WRITTEN EXERCISE: Copy out every one of the following lines word for word.
----
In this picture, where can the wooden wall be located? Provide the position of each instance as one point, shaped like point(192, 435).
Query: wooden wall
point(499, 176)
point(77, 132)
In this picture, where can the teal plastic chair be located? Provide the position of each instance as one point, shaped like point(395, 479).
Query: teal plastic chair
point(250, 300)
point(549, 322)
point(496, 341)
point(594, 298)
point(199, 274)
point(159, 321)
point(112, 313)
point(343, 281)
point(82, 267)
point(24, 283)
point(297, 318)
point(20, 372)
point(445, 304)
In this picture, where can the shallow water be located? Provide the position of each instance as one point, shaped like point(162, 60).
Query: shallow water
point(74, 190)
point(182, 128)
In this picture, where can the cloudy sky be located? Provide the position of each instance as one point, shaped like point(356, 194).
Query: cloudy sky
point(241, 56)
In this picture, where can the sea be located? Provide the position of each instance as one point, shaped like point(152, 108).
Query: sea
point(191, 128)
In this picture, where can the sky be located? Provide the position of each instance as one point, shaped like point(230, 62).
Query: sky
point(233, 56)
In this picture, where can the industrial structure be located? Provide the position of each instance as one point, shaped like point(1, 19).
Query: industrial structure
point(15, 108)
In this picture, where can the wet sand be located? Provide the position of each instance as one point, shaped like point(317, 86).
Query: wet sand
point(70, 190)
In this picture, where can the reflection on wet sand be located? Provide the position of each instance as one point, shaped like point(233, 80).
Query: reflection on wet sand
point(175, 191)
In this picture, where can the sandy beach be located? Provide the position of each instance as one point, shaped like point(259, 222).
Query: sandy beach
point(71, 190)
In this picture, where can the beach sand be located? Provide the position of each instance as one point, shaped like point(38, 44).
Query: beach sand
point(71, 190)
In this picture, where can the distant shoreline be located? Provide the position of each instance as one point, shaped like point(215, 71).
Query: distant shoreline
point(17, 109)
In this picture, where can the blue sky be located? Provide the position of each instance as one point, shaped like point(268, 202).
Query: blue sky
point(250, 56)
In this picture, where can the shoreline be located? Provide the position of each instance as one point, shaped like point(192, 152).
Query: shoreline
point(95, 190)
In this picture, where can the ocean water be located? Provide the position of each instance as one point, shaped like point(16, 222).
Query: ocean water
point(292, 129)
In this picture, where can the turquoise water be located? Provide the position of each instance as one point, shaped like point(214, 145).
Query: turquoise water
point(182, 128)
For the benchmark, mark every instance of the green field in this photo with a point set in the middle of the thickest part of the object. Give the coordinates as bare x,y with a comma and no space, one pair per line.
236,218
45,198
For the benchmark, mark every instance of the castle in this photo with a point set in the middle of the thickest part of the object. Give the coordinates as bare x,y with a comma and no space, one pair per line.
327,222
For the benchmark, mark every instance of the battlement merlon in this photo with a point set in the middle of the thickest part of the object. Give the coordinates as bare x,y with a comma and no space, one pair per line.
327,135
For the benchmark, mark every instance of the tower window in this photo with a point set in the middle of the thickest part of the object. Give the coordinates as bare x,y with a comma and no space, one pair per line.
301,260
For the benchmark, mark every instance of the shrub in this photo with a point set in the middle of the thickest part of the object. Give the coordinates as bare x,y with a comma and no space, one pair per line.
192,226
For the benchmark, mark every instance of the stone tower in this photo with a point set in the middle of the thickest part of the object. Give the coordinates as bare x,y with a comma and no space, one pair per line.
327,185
----
WRITTEN SOLUTION:
In this picture, where can the wooden wall be located? Provide the position of each instance as one point, shaped like point(192, 435).
Query: wooden wall
point(499, 176)
point(77, 132)
In this picture, where can the teal plastic chair be located? Provide the position of each instance as one point, shaped like point(395, 479).
Query: teal plastic chair
point(250, 300)
point(549, 322)
point(496, 341)
point(594, 298)
point(199, 274)
point(159, 321)
point(112, 313)
point(343, 281)
point(82, 267)
point(24, 283)
point(297, 318)
point(20, 372)
point(445, 304)
In this picture, where can the shallow water be located? Provide the position of each instance as one point, shaped like point(162, 60).
Query: shallow water
point(74, 190)
point(182, 128)
In this picture, where can the cloudy sky be located? Provide the position of each instance as one point, shaped like point(356, 194).
Query: cloudy sky
point(241, 56)
In this picture, where can the sea be located? Provide the position of each instance as one point, shaped like point(152, 108).
Query: sea
point(191, 128)
In this picture, where can the sky be located? Provide the position of each instance as one point, shaped like point(230, 62).
Query: sky
point(233, 56)
In this picture, where can the industrial structure be located? Provide the position of each instance as one point, shaped like point(1, 19).
Query: industrial structure
point(15, 108)
In this picture, where can the wet sand be located? Provide the position of each instance as one point, shaped like point(317, 86).
Query: wet sand
point(70, 190)
In this picture, where can the reflection on wet sand be located? Provide the position of each instance as one point, shaped like point(233, 80).
Query: reflection on wet sand
point(175, 191)
In this picture, where can the sandy beach be located? Provide the position of each instance as one point, shaped like point(259, 222).
Query: sandy beach
point(71, 190)
In this picture, where can the beach sand be located? Provide the position of each instance as one point, shaped like point(38, 44).
Query: beach sand
point(71, 190)
In this picture, where can the distant shoreline be located? Provide the position of each instance as one point, shaped like point(215, 71).
Query: distant shoreline
point(17, 109)
In this picture, where can the blue sky be located? Provide the position of each instance as one point, shaped like point(268, 202).
Query: blue sky
point(250, 56)
In this picture, where can the shoreline be located? Provide the position of each instance as one point, shaped like point(192, 152).
Query: shoreline
point(95, 190)
In this picture, where can the ocean water be located? Provide the position of each instance as one point, shaped like point(16, 222).
Query: ocean water
point(292, 129)
In this picture, where can the turquoise water be located? Provide the position of each instance as one point, shaped like point(214, 145).
Query: turquoise water
point(182, 128)
For the benchmark, mark every instance of the green field in this photo with a point set in the middle of the thickest part of the object. Give the coordinates as bare x,y with a comma and no space, one pair per line.
236,218
45,198
For the benchmark, mark every instance of the castle in this photo with a point set in the middle of the thickest part of the object. Give the coordinates as bare x,y with a comma and no space, one pair per line.
327,222
For the benchmark, mark every instance of the battlement merlon in this photo with a point set in the middle of the thickest part of the object. Give the coordinates as bare x,y with a comma and no space, one pair per line.
327,135
For the benchmark, mark every instance of the tower window in this photo with a point set in the middle of the thickest part of the object. Give the coordinates as bare x,y with a comma and no space, one pair per line.
301,260
For the benchmark, mark every instance of the shrub in this photo with a point set in the middle of the thickest part of the object. Give the coordinates as bare x,y with a comma and no space, one pair per line.
192,226
For the benchmark, mark every instance of the stone tower in this photo with a point set in the middle of the thickest part of the object. Give the coordinates as bare x,y with a comma and no space, one pair per line.
327,185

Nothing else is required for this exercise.